• _Exercise_:
Gather each line from the rows below that contains the word "object".

%%

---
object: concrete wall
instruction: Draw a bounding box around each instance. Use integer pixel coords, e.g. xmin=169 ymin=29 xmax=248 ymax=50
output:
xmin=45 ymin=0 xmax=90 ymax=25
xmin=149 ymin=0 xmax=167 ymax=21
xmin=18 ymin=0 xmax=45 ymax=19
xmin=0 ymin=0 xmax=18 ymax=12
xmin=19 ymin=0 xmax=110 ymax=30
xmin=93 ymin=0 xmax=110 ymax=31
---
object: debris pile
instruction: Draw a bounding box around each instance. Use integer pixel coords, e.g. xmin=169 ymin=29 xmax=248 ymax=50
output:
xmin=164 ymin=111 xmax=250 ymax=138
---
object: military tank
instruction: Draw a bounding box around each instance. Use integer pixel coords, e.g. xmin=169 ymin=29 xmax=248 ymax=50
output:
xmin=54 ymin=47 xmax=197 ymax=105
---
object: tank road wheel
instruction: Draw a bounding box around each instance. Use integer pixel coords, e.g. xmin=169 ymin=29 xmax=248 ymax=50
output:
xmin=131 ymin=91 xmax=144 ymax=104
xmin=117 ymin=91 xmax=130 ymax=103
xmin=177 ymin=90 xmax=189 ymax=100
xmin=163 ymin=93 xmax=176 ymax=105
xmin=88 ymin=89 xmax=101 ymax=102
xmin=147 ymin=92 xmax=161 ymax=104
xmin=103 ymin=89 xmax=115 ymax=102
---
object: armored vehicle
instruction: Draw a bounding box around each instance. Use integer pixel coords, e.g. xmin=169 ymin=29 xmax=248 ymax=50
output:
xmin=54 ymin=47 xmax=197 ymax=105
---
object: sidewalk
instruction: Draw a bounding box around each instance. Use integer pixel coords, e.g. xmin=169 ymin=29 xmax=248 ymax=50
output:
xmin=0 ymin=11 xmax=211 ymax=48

%%

• _Solution below_:
object: concrete wall
object: debris pile
object: military tank
object: tank road wheel
object: armored vehicle
object: sidewalk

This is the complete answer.